- [GIVEN INSTRUCTION]: Pictures do not belong in the copy; quote every entry below exactly.

*****

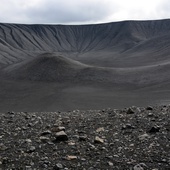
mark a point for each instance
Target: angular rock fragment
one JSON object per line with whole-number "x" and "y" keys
{"x": 57, "y": 129}
{"x": 144, "y": 136}
{"x": 44, "y": 138}
{"x": 61, "y": 136}
{"x": 98, "y": 140}
{"x": 154, "y": 129}
{"x": 47, "y": 132}
{"x": 130, "y": 111}
{"x": 58, "y": 166}
{"x": 71, "y": 157}
{"x": 149, "y": 108}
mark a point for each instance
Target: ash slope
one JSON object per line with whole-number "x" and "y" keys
{"x": 57, "y": 67}
{"x": 119, "y": 44}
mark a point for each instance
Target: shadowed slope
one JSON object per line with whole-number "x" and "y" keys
{"x": 101, "y": 44}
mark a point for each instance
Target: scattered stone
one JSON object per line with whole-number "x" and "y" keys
{"x": 110, "y": 163}
{"x": 101, "y": 129}
{"x": 144, "y": 136}
{"x": 71, "y": 157}
{"x": 154, "y": 129}
{"x": 58, "y": 129}
{"x": 3, "y": 147}
{"x": 149, "y": 108}
{"x": 58, "y": 166}
{"x": 61, "y": 136}
{"x": 130, "y": 111}
{"x": 138, "y": 167}
{"x": 28, "y": 140}
{"x": 31, "y": 149}
{"x": 44, "y": 138}
{"x": 98, "y": 140}
{"x": 82, "y": 138}
{"x": 47, "y": 132}
{"x": 150, "y": 114}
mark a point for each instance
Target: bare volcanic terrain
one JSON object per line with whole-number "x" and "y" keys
{"x": 66, "y": 67}
{"x": 131, "y": 138}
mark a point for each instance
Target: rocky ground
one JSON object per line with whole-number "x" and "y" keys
{"x": 132, "y": 138}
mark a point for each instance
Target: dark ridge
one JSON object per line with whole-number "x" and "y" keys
{"x": 82, "y": 40}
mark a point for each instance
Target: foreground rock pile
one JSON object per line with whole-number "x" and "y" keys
{"x": 133, "y": 138}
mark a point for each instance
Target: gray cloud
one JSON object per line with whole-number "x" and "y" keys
{"x": 81, "y": 11}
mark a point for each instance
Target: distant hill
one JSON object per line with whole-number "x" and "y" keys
{"x": 118, "y": 44}
{"x": 51, "y": 67}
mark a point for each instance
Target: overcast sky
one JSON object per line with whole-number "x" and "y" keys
{"x": 81, "y": 11}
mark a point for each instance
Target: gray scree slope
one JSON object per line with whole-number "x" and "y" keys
{"x": 49, "y": 67}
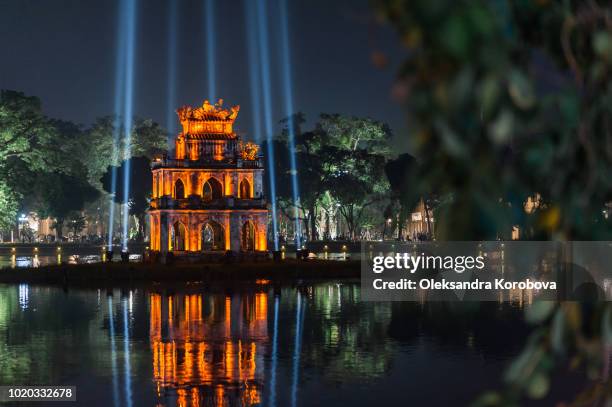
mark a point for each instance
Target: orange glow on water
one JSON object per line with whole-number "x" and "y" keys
{"x": 198, "y": 357}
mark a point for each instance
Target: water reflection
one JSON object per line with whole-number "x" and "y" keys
{"x": 316, "y": 344}
{"x": 195, "y": 356}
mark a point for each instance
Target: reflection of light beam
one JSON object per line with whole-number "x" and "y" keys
{"x": 119, "y": 78}
{"x": 299, "y": 316}
{"x": 272, "y": 396}
{"x": 128, "y": 105}
{"x": 210, "y": 48}
{"x": 254, "y": 68}
{"x": 267, "y": 98}
{"x": 113, "y": 352}
{"x": 288, "y": 90}
{"x": 24, "y": 293}
{"x": 126, "y": 355}
{"x": 172, "y": 56}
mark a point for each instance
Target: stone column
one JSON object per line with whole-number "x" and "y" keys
{"x": 235, "y": 227}
{"x": 258, "y": 187}
{"x": 163, "y": 233}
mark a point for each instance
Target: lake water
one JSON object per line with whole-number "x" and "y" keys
{"x": 254, "y": 345}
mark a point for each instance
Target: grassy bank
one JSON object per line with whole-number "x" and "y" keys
{"x": 105, "y": 273}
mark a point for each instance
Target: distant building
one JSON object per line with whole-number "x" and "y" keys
{"x": 209, "y": 196}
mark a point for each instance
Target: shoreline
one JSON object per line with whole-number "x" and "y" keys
{"x": 103, "y": 274}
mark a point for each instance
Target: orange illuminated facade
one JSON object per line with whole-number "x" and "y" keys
{"x": 209, "y": 196}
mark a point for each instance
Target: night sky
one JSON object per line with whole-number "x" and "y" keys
{"x": 64, "y": 51}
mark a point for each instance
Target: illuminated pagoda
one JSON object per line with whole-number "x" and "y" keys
{"x": 209, "y": 196}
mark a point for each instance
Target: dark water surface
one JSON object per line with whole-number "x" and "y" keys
{"x": 253, "y": 345}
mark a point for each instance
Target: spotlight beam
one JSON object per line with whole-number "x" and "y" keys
{"x": 128, "y": 110}
{"x": 118, "y": 106}
{"x": 254, "y": 68}
{"x": 111, "y": 326}
{"x": 272, "y": 395}
{"x": 299, "y": 323}
{"x": 288, "y": 93}
{"x": 267, "y": 98}
{"x": 209, "y": 16}
{"x": 172, "y": 57}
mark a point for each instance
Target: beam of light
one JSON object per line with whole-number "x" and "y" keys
{"x": 209, "y": 16}
{"x": 118, "y": 106}
{"x": 126, "y": 355}
{"x": 111, "y": 325}
{"x": 299, "y": 322}
{"x": 128, "y": 106}
{"x": 172, "y": 60}
{"x": 272, "y": 395}
{"x": 264, "y": 57}
{"x": 288, "y": 94}
{"x": 254, "y": 68}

*****

- [OUTPUT OF THE TASK]:
mark a point for each instance
Target: angular rock fragment
one JSON object per line with whole-number "x" and "y" keys
{"x": 57, "y": 129}
{"x": 144, "y": 136}
{"x": 44, "y": 138}
{"x": 61, "y": 136}
{"x": 98, "y": 140}
{"x": 154, "y": 129}
{"x": 47, "y": 132}
{"x": 130, "y": 111}
{"x": 58, "y": 166}
{"x": 71, "y": 157}
{"x": 149, "y": 108}
mark a point for each instance
Target: ash slope
one JSON object per line with whole-number "x" and "y" keys
{"x": 57, "y": 67}
{"x": 119, "y": 44}
mark a point for each instance
Target: shadowed slope
one JSON object per line with whole-number "x" and "y" keys
{"x": 101, "y": 44}
mark a point for each instance
Target: scattered stone
one JSON object per line with whole-number "x" and "y" keys
{"x": 110, "y": 163}
{"x": 101, "y": 129}
{"x": 144, "y": 136}
{"x": 71, "y": 157}
{"x": 154, "y": 129}
{"x": 58, "y": 129}
{"x": 3, "y": 147}
{"x": 149, "y": 108}
{"x": 58, "y": 166}
{"x": 61, "y": 136}
{"x": 130, "y": 111}
{"x": 138, "y": 167}
{"x": 28, "y": 140}
{"x": 31, "y": 149}
{"x": 44, "y": 138}
{"x": 98, "y": 140}
{"x": 82, "y": 138}
{"x": 47, "y": 132}
{"x": 150, "y": 114}
mark a point for each instance
Target: bare volcanic terrain
one JSON object per line with whole-number "x" and "y" keys
{"x": 66, "y": 67}
{"x": 131, "y": 138}
mark a point for each instance
Target: rocky ground
one JSON object per line with whole-number "x" and "y" keys
{"x": 132, "y": 138}
mark a point for each instance
Target: dark ridge
one JSON object per line with whole-number "x" and "y" keys
{"x": 82, "y": 40}
mark a point for each instance
Target: foreground rock pile
one JSON object per line with whole-number "x" and "y" keys
{"x": 133, "y": 138}
mark a point for each instance
Target: gray cloud
one JSON object per line with whole-number "x" and "y" keys
{"x": 81, "y": 11}
mark a point for each instance
Target: distant hill
one JSON object per line with whole-number "x" and "y" keys
{"x": 118, "y": 44}
{"x": 51, "y": 67}
mark a point for each instance
Target: overcast sky
one JSON object per line with whole-number "x" and "y" keys
{"x": 81, "y": 11}
mark a point for each instance
Target: gray scree slope
one JSON object per line with whole-number "x" and "y" keys
{"x": 49, "y": 67}
mark a point for each instance
Target: orange glow on water
one JSON object per line with whole-number "x" and "y" keys
{"x": 198, "y": 357}
mark a point for each instance
Target: water reflection
one JSON object per line with whole-number "x" and "y" keys
{"x": 316, "y": 344}
{"x": 195, "y": 356}
mark a point for each instance
Target: reflection of light beam
one JSON object per line with whole-number "x" and "y" keys
{"x": 119, "y": 78}
{"x": 299, "y": 316}
{"x": 272, "y": 396}
{"x": 128, "y": 105}
{"x": 210, "y": 48}
{"x": 254, "y": 68}
{"x": 267, "y": 98}
{"x": 113, "y": 352}
{"x": 288, "y": 90}
{"x": 24, "y": 293}
{"x": 126, "y": 355}
{"x": 172, "y": 56}
mark a point for each instance
Target: stone column
one JSON object per line with whole-number "x" and "y" keys
{"x": 235, "y": 227}
{"x": 258, "y": 187}
{"x": 163, "y": 233}
mark a point for each instance
Target: lake water
one JSON object per line with whole-number "x" and "y" keys
{"x": 254, "y": 345}
mark a point for each instance
Target: grassy bank
one JSON object per line with whole-number "x" and "y" keys
{"x": 105, "y": 273}
mark a point for each instance
Target: distant building
one JSON object per line with whole-number "x" and "y" keys
{"x": 209, "y": 196}
mark a point for each instance
Target: shoreline
one JSON object per line with whole-number "x" and "y" keys
{"x": 103, "y": 274}
mark a point for each instance
Target: orange illuminated facade
one JSON object per line with whole-number "x" and "y" keys
{"x": 209, "y": 196}
mark a point for each instance
Target: night sky
one JSON object per line with whole-number "x" and "y" keys
{"x": 64, "y": 51}
mark a point for each instance
Target: illuminated pagoda
one JSON object per line with whole-number "x" and "y" keys
{"x": 209, "y": 196}
mark a point for each instance
Target: dark water surface
one JSON object per line with whole-number "x" and "y" keys
{"x": 253, "y": 345}
mark a point for each instance
Target: spotlight beam
one JSON object per line with whole-number "x" and "y" keys
{"x": 128, "y": 110}
{"x": 118, "y": 106}
{"x": 254, "y": 68}
{"x": 111, "y": 326}
{"x": 272, "y": 395}
{"x": 299, "y": 323}
{"x": 288, "y": 93}
{"x": 267, "y": 98}
{"x": 209, "y": 16}
{"x": 172, "y": 57}
mark a point for each instance
Target: beam of light
one JSON object per line with whole-number "x" and "y" keys
{"x": 209, "y": 16}
{"x": 118, "y": 106}
{"x": 126, "y": 355}
{"x": 111, "y": 325}
{"x": 299, "y": 322}
{"x": 128, "y": 106}
{"x": 172, "y": 60}
{"x": 272, "y": 395}
{"x": 264, "y": 57}
{"x": 288, "y": 94}
{"x": 254, "y": 68}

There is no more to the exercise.